From the septic shock text, list each cited source dated 2020 or later.

Excerpted text: Begin

Vasopressor management is a cornerstone in the haemodynamic management of septic shock for reversing hypotension by increasing systemic vascular resistance and improving organ perfusion. The Surviving Sepsis Campaign (SSC) guidelines 2021 recommend an initial target mean arterial pressure (MAP) of 65 mmHg with norepinephrine (also known as noradrenaline) as first-line vasopressor agent, vasopressin (also known as argipressin, arginine vasopressin, and anti-diuretic hormone) as recommended second-line vasopressor (Evans et al. 2021). This article will try to address when to initiate vasopressor management for best possible patient outcome, based on the currently existing evidence.


Hypotension and Poor Clinical Outcomes: Benefits of Early Norepinephrine Initiation

The amount of time spent continuously below a MAP threshold of 65 mmHg is a strong predictor of mortality, with each additional 2-hour increment in the longest episode under threshold being associated with a progressive increase in mortality rate (Vincent et al. 2018). An immediate action for resolving hypotension should be taken as quickly as possible, as the early administration of a first-line vasopressor, namely norepinephrine, is associated with better patient outcomes, such as shorter periods of hypotension and higher survival rate (Bai et al. 2014; Colon et al. 2020). The SSC 1-hour bundle recommends starting norepinephrine within one hour of fluid resuscitation, if fluid administration alone is not sufficient to achieve target MAP (Levy et al. 2018). This can not only prevent prolonged periods of hypotension, but also prevent harmful fluid overload (Hamzaoui and Shi 2020).


Vasopressin As Second-Line Vasopressor: When and Why

Vasopressin is the only recommended second-line vasopressor to be added to norepinephrine if MAP is inadequate, instead of escalating norepinephrine dose or using any other agents (Evans et al. 2021); this is indicating to catecholamine refractory septic shock, where vascular responsiveness to catecholamines is impaired due to downregulation or decoupling of α1 adrenergic receptors (Jentzer and Hollenberg 2020). In such cases, when norepinephrine infusion is at 0.25−0.5 μg/kg/min and MAP is still inadequate, vasopressin could be added to norepinephrine in order to achieve target MAP and prevent prolonged periods of hypotension (Evans et al. 2021).


In addition to raising MAP, vasopressin also has catecholamine sparing effects, allowing for the reduction of norepinephrine dose while maintaining target MAP (Russell 2011). This early combination of moderate doses of multiple vasopressors with complementary mechanisms of action may avoid the toxicity associated with high doses of a single agent (Jentzer et al. 2018).

Excerpted text: End
Extracted entries: Begin

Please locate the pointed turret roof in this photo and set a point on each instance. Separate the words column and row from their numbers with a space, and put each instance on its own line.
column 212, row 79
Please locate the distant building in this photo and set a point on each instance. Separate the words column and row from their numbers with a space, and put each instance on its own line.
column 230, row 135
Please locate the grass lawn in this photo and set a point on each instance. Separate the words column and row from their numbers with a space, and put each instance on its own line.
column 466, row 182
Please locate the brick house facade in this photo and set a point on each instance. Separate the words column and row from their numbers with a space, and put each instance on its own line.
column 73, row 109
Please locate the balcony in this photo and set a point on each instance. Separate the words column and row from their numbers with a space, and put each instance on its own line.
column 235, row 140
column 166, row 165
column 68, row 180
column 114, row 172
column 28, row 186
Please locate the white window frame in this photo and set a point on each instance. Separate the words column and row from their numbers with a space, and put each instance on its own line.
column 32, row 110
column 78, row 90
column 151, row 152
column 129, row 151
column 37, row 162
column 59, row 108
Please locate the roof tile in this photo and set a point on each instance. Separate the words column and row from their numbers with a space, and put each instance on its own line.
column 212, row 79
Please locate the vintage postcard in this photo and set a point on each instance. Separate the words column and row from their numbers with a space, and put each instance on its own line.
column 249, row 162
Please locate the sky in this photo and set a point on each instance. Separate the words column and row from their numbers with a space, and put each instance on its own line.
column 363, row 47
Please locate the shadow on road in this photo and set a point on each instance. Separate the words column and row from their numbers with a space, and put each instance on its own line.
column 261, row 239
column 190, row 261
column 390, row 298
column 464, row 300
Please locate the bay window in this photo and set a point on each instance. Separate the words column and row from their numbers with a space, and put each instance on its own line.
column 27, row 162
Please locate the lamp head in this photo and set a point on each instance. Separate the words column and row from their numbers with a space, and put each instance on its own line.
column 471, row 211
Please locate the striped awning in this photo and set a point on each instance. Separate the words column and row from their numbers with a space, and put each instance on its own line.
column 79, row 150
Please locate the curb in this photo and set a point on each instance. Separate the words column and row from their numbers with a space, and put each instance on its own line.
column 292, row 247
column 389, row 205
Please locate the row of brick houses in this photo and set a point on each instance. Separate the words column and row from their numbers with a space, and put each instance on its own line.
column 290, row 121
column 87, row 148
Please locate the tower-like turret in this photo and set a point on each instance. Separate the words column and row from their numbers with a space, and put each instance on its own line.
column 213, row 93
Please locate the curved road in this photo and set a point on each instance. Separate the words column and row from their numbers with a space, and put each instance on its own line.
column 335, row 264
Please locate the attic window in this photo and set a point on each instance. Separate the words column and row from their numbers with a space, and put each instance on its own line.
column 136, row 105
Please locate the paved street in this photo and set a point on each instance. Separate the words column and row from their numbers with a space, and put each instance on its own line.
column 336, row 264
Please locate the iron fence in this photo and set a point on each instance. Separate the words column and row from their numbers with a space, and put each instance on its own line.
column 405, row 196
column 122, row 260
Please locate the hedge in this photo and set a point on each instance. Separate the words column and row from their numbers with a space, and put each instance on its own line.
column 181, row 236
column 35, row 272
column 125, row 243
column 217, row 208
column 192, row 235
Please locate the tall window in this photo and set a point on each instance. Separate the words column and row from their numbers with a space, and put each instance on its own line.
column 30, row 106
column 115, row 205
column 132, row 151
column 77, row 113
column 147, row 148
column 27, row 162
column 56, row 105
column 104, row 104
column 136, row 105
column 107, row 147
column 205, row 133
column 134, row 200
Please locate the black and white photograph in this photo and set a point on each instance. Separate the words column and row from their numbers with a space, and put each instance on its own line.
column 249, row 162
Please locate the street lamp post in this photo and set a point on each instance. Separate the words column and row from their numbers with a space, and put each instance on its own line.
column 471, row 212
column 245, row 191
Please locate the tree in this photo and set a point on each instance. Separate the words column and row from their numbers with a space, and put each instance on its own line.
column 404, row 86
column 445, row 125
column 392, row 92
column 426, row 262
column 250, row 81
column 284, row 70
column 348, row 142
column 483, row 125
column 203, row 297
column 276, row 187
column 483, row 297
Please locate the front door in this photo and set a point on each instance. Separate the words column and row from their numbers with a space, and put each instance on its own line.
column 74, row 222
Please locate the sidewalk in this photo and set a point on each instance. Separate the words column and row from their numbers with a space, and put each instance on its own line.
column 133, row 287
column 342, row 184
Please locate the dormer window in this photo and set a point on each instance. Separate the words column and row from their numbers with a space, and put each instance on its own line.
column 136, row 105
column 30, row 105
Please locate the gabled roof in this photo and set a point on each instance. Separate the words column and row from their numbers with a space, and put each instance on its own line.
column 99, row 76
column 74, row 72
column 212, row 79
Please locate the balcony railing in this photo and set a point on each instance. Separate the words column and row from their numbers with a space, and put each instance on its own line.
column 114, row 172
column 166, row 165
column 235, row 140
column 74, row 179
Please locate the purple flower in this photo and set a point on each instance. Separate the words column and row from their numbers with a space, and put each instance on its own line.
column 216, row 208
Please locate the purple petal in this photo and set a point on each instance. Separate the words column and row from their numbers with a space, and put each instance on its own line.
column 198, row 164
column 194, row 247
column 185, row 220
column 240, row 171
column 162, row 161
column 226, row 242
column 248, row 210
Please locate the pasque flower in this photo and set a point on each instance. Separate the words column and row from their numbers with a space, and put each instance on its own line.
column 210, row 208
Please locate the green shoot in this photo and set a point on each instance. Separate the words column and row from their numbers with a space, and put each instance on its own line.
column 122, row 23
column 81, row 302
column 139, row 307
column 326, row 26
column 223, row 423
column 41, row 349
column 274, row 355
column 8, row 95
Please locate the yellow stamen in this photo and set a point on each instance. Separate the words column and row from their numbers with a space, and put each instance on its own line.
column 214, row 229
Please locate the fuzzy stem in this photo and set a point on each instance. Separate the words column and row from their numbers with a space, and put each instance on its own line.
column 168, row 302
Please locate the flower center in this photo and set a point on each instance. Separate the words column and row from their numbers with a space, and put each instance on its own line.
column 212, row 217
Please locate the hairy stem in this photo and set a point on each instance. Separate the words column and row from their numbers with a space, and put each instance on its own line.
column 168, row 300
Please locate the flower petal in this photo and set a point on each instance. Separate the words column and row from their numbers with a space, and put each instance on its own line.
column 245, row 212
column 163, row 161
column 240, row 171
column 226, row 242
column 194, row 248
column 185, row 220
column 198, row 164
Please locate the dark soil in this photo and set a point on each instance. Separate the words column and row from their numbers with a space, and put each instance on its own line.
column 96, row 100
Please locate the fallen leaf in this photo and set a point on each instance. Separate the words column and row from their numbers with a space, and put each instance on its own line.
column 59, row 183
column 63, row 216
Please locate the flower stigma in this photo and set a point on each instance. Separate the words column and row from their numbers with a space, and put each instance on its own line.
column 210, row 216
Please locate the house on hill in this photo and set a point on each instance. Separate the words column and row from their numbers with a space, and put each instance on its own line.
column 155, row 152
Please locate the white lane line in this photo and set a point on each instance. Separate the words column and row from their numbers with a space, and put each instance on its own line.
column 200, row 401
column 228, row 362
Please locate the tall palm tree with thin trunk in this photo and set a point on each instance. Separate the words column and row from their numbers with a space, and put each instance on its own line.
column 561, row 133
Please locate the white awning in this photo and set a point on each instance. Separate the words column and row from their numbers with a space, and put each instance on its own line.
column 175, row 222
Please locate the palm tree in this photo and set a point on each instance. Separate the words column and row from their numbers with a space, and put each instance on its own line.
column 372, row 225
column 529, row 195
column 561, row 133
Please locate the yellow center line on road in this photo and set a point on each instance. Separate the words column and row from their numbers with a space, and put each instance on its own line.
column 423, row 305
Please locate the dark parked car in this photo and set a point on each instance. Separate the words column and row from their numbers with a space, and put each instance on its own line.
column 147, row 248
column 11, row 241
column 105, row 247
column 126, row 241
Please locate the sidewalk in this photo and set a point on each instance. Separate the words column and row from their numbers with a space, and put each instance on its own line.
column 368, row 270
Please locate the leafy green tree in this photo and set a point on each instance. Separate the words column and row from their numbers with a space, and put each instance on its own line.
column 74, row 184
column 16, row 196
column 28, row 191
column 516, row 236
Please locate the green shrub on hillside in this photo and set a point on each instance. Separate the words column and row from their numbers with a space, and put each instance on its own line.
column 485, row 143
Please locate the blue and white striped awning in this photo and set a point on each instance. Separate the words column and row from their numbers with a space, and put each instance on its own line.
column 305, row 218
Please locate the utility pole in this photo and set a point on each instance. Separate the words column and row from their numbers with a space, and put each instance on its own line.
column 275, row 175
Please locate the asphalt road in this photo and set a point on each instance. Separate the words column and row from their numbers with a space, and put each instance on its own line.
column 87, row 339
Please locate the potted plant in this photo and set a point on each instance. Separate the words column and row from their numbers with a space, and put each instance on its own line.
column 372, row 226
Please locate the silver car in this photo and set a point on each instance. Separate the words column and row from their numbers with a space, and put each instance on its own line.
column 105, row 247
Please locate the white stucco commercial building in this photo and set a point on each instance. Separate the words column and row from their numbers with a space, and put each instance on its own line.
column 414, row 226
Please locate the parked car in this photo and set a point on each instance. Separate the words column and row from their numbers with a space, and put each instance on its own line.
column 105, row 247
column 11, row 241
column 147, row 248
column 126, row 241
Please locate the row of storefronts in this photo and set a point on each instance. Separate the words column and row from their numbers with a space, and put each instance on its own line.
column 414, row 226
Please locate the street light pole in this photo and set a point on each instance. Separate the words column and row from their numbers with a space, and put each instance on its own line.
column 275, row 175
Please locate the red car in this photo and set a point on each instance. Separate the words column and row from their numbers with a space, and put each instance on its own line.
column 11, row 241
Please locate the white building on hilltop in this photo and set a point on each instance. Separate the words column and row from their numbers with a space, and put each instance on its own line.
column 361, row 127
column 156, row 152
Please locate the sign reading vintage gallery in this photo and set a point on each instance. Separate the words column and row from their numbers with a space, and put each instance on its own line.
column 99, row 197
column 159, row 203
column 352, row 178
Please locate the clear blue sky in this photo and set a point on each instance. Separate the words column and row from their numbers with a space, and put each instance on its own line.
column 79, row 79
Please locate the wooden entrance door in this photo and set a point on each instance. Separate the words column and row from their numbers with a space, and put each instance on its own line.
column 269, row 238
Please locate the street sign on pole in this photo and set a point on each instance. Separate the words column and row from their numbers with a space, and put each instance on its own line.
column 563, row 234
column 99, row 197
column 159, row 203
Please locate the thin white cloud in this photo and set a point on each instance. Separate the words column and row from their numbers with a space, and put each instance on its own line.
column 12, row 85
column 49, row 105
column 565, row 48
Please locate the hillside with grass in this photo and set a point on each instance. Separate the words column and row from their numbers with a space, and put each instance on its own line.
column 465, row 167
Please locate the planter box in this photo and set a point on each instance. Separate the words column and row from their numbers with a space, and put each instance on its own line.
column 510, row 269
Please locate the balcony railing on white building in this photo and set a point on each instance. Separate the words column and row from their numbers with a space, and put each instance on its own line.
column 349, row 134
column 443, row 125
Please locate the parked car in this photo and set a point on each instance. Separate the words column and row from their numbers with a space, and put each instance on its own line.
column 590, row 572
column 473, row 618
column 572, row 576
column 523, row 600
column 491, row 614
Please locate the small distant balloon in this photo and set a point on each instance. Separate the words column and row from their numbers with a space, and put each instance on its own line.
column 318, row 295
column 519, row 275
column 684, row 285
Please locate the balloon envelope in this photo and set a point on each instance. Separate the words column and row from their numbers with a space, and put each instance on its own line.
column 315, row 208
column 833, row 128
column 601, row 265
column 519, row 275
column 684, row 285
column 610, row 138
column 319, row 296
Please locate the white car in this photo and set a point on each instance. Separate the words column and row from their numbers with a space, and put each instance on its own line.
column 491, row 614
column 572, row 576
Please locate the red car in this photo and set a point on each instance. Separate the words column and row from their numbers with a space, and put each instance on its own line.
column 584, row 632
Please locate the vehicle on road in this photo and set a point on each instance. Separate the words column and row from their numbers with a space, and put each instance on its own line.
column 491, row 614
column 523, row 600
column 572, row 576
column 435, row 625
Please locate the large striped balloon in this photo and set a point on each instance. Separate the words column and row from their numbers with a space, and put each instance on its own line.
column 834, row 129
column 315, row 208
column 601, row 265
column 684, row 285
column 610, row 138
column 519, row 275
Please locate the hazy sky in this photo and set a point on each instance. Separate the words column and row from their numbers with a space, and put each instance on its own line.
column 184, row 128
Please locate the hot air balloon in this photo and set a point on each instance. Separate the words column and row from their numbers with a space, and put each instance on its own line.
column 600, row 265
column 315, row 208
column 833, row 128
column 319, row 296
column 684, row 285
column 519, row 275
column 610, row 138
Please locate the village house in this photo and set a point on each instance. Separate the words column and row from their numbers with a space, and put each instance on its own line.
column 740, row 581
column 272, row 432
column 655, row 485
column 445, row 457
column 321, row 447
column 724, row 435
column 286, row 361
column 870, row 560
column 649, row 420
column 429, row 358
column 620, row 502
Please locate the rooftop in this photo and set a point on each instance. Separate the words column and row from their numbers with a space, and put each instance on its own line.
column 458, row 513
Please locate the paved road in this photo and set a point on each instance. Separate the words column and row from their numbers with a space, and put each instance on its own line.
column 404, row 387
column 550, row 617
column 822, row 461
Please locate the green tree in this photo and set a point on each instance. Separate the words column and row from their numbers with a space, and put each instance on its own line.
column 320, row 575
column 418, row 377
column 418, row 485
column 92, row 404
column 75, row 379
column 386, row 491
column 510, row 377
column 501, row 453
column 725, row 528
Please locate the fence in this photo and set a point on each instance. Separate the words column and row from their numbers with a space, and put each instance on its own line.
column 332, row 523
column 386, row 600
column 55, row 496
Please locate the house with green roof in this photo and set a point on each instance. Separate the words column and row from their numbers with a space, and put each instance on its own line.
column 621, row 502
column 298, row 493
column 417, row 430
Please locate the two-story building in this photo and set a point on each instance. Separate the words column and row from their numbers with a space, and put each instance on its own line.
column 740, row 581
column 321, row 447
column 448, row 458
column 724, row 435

Extracted entries: End

[Response to this exercise]:
Evans et al. 2021
Colon et al. 2020
Hamzaoui and Shi 2020
Jentzer and Hollenberg 2020